• _Supplied passage_

The job interview of the future might look like this: a virtual-reality headset drops you into a simulated workday. Or you play a video game that tests your decision-making in real time. Or an AI walks you through a problem-solving exam tailored to the exact role you're pursuing.
It sounds futuristic. But the reason companies are exploring these tools is grimly familiar — the way we hire people today simply doesn't work.
The System Is Already Failing
Ask any hiring manager or job seeker to describe the process, and "crapshoot" is the word that keeps coming up. A Robert Half survey of 2,200 U.S. hiring managers found that nearly a third had made a bad hire in just the past two years — most often because they'd misjudged a candidate's skills or cultural fit.
The problems begin before anyone sits down for an interview. Application tracking systems, the algorithms companies use to filter large volumes of candidates, routinely eliminate strong applicants early. And as job seekers increasingly use AI to polish their materials, employers aren't necessarily shortlisting the best people — just the best-presented ones. "Candidates' growing use of AI to craft applications means employers aren't necessarily shortlisting the best candidates, but those who present better," says Matthew Bidwell, a management professor at Wharton.

• _Information provided_
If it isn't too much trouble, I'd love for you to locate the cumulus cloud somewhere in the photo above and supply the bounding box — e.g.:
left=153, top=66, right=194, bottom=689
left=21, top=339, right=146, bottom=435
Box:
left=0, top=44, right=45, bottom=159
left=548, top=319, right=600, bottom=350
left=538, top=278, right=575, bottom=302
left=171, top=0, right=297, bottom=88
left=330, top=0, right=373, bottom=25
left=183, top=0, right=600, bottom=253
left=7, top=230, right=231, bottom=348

• _Exercise objective_
From the hiring passage, extract the portion running from "The System Is" to "or cultural fit.", reproducing it word for word.

• _Response_
The System Is Already Failing
Ask any hiring manager or job seeker to describe the process, and "crapshoot" is the word that keeps coming up. A Robert Half survey of 2,200 U.S. hiring managers found that nearly a third had made a bad hire in just the past two years — most often because they'd misjudged a candidate's skills or cultural fit.